● TASK INSTRUCTIONS:
#1 In the chapter on taking the gospel to all the world, what did Jesus care for in the woman caught in adultery before he taught her and called her to repentance?
#2 From the chapter on taking the gospel to all the world, quote everything from "Mother and Lambs" down to "ministering to others?".

**** STUDY TEXT ****

Chapter 8: Taking the Gospel to All the World

Mother and Lambs - Summer Myers
“We invite all…to investigate our message and to receive our fellowship.
” — Howard W. Hunter

What is the first thing that normally comes to our mind when we think of missionary work?

For most of us, we equate it with young men in suits, knocking on doors and teaching pre-prescribed lessons about the Restoration, atonement and life of Jesus Christ. Or, perhaps we think about handing out a certain number of copies of the Book of Mormon to friends and acquaintances with offers to hear the discussions from the full-time missionaries. But what do we think of when we think of Christ’s mortal ministry? Service, healing, teaching.

What would happen if we thought of missionary work less in terms of telling people about our beliefs and more in terms of ministering to others?

As we look to Christ as our exemplar, we see very few formal lessons. Outside of the Sermon on the Mount, most of the teachings we have record of are in moments of wrestling with questions and hard situations. We see the Savior reach out to individuals and teach as he healed and blessed them, rather than teaching with the expectation that the messages themselves would heal the afflicted and downtrodden.

One of my favourite  stories that illustrates the Savior’s pattern of ministry is the account of the woman caught in adultery. Most of the time, we focus on the final call to “go and sin no more” but forget that Jesus first saved her. He did not ask her to commit to a particular code of ethics or pronounce belief in him, he cared for her immediate need for safety and compassion. Then, and only then, when the need had been fulfilled, did he teach her and call her to repentance.

As we move through the lesson, I hope that we can consider ways we can minister and fellowship those who do not share the same beliefs as we do.

**** AVAILABLE DATA ****

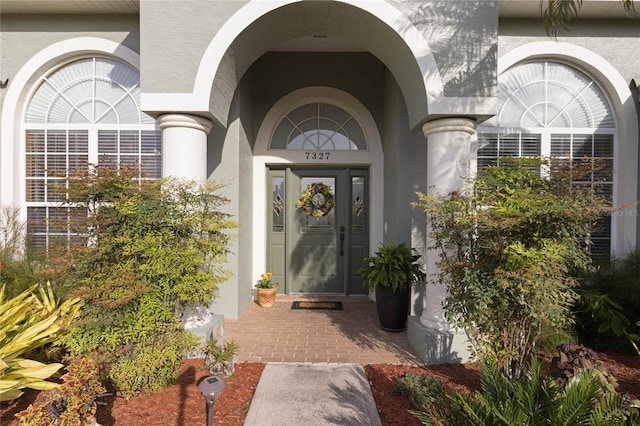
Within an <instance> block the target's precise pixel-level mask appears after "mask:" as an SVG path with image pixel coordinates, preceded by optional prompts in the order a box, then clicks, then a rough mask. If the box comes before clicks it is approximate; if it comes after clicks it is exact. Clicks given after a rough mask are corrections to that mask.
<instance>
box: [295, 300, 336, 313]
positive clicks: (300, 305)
mask: <svg viewBox="0 0 640 426" xmlns="http://www.w3.org/2000/svg"><path fill="white" fill-rule="evenodd" d="M291 309H315V310H325V311H341V310H342V302H301V301H296V302H293V303H292V304H291Z"/></svg>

****

● RESPONSES BY TASK:
#1 He cared for her immediate need for safety and compassion.

#2
Mother and Lambs - Summer Myers
“We invite all…to investigate our message and to receive our fellowship.
” — Howard W. Hunter

What is the first thing that normally comes to our mind when we think of missionary work?

For most of us, we equate it with young men in suits, knocking on doors and teaching pre-prescribed lessons about the Restoration, atonement and life of Jesus Christ. Or, perhaps we think about handing out a certain number of copies of the Book of Mormon to friends and acquaintances with offers to hear the discussions from the full-time missionaries. But what do we think of when we think of Christ’s mortal ministry? Service, healing, teaching.

What would happen if we thought of missionary work less in terms of telling people about our beliefs and more in terms of ministering to others?